◆ **Activity**
Could you output the complete listing given below exactly?
START Source material
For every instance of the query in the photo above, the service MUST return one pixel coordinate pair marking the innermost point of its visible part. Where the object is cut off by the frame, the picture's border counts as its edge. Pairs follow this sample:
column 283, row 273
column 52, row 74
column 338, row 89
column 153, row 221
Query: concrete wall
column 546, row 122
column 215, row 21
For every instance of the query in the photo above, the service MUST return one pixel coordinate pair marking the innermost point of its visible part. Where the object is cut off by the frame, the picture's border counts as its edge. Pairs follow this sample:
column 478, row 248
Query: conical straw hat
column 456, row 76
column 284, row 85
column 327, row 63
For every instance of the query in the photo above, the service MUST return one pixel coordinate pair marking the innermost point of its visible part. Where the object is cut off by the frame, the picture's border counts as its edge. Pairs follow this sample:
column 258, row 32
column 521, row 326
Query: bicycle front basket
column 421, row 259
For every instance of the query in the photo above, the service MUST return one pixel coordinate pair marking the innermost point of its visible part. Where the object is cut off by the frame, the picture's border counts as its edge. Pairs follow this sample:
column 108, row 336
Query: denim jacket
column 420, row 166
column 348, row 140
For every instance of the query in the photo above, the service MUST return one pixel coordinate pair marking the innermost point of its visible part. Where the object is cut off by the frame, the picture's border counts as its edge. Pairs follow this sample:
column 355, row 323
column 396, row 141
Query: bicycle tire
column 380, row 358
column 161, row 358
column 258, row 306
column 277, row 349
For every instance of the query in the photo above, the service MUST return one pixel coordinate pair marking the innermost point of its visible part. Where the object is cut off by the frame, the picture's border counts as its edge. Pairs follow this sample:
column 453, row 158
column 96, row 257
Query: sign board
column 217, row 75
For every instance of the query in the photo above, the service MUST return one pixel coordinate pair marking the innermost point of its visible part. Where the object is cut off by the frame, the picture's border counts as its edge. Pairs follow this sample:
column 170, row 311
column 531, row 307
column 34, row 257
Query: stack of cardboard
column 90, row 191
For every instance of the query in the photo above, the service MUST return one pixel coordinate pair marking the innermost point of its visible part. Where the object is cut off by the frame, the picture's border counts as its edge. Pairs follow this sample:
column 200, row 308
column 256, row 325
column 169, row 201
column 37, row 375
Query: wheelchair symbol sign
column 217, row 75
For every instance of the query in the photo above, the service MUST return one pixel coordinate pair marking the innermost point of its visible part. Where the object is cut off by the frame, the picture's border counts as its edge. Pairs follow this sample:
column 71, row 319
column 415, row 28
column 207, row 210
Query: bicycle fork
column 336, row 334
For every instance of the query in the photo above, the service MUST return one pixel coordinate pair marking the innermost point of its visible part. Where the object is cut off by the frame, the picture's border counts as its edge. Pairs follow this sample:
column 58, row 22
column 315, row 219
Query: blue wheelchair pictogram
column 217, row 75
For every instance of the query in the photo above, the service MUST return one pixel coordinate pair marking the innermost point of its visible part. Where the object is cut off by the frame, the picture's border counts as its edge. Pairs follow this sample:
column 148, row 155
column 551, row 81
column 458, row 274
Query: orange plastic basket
END Source material
◆ **Result below**
For every instance of the query in the photo above, the service MUST return one pixel coordinate pair marking the innermost point of its visible part. Where the object is cut off by the frame, the picture's border counts as its edge. Pairs follow this sample:
column 283, row 273
column 52, row 74
column 338, row 89
column 153, row 221
Query: concrete wall
column 546, row 122
column 215, row 21
For every instance of the query in the photo above, the service MUST return one pixel coordinate pair marking the innermost point of its visible part. Where the object is cut off by the frame, the picture's border counts as its edge. Pairs follow this sample:
column 478, row 248
Query: conical straw hat
column 456, row 76
column 284, row 85
column 327, row 63
For every instance of the query in the photo above, the service MUST return one pixel coordinate pair marking the innermost point of its visible part. Where the object is cut off by the frame, the picture's border counts as its edge. Pairs follow this sample:
column 258, row 32
column 521, row 326
Query: bicycle front basket
column 421, row 259
For every instance of the query in the photo above, the service MUST return one pixel coordinate pair marking the innermost point of its visible part. Where the object is cut off by the frame, the picture's border counts as its edge. Pairs follow this sample:
column 108, row 336
Query: denim jacket
column 420, row 166
column 348, row 140
For every instance of the query in the photo above, the service MUST return one pixel coordinate pair marking the innermost point of its visible part. Where the object is cut off by the frame, the picture's border counts as its edge. Pairs follow this sample:
column 355, row 323
column 396, row 141
Query: bicycle tire
column 380, row 358
column 161, row 358
column 258, row 306
column 277, row 349
For every instance of the query in the photo above, the service MUST return one pixel coordinate pair marking the innermost point of its visible part. Where the object is cut off by the frame, the picture's border counts as its edge. Pairs follow this sample:
column 453, row 158
column 96, row 257
Query: sign board
column 217, row 75
For every instance of the query in the photo above, the service MUST return one pixel coordinate pair marking the innermost point of its visible part. Where the object is cut off by the frame, the picture's border counts as its edge. Pairs follow this sample:
column 170, row 311
column 531, row 307
column 34, row 257
Query: stack of cardboard
column 90, row 191
For every instance of the query in the photo above, the service MUST return one pixel coordinate pair marking the innermost point of its visible part. Where the object is cut off by the frame, the picture's border counts as its edge. Pairs follow this sample:
column 200, row 308
column 256, row 325
column 169, row 201
column 37, row 375
Query: wheelchair symbol sign
column 217, row 75
For every instance of the query in the photo above, the service MUST return one pixel coordinate pair marking the innermost point of its visible part. Where the object is cut off by the frame, the picture's border counts as its edge. Pairs follow this sample:
column 71, row 319
column 415, row 28
column 207, row 210
Query: bicycle fork
column 336, row 334
For every instance of the query in the photo above, the service MUST return one pixel coordinate pair marking the innermost point of its visible part. Where the object is cut off by the frame, the picture's border counts as its edge. Pairs follow this sample:
column 58, row 22
column 315, row 219
Query: blue wheelchair pictogram
column 217, row 75
For every instance of the query in the photo above, the service MUST return one pixel coordinate pair marking the innermost point of its visible part. Where the object is cut off by the frame, the picture's border counts as its edge. Pairs follow this sample:
column 148, row 155
column 551, row 81
column 458, row 274
Query: orange plastic basket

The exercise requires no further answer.